Requirements ▸ Please restate only the data starting with the line that contains "tree in this photo." and going on through the line that contains "[(218, 279)]". Replace "marker" with "point" and leave everything else unchanged.

Material supplied ▸

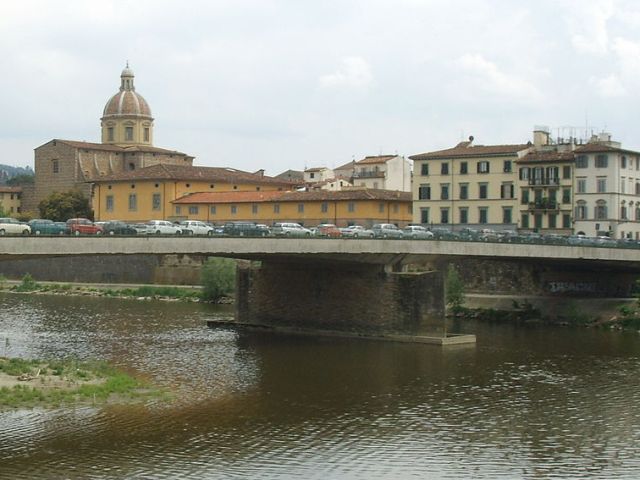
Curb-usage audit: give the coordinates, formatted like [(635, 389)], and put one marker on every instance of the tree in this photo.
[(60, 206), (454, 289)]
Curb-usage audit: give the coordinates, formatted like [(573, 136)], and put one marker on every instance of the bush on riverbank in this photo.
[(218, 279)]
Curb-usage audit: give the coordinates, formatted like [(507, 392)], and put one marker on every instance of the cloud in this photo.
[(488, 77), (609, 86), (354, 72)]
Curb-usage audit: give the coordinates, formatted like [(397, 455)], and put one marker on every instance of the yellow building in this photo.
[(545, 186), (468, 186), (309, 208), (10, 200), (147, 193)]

--

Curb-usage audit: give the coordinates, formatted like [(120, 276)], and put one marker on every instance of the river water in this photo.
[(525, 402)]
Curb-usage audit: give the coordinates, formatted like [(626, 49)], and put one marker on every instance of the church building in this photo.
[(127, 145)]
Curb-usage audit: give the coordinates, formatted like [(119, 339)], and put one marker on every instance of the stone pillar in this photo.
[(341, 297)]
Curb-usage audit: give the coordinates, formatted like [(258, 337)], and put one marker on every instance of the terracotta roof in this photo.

==

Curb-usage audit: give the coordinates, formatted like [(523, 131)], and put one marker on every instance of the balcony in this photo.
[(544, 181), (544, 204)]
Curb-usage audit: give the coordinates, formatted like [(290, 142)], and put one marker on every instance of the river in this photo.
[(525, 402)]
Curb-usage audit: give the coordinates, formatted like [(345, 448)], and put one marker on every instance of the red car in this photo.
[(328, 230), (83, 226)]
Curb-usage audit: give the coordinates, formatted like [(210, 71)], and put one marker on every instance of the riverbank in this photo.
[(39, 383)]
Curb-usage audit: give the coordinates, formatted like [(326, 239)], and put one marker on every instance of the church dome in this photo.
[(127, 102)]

Answer for this exercise ▸
Curb-usage audit: give the coordinates, formatted like [(635, 389)], and put one point on every instance of the tree in this photo.
[(60, 206), (454, 289)]
Curb-usage audit: give the coordinates, formatted like [(573, 136)], and put one point on every instance of the bush on riverbank in this photo.
[(218, 279)]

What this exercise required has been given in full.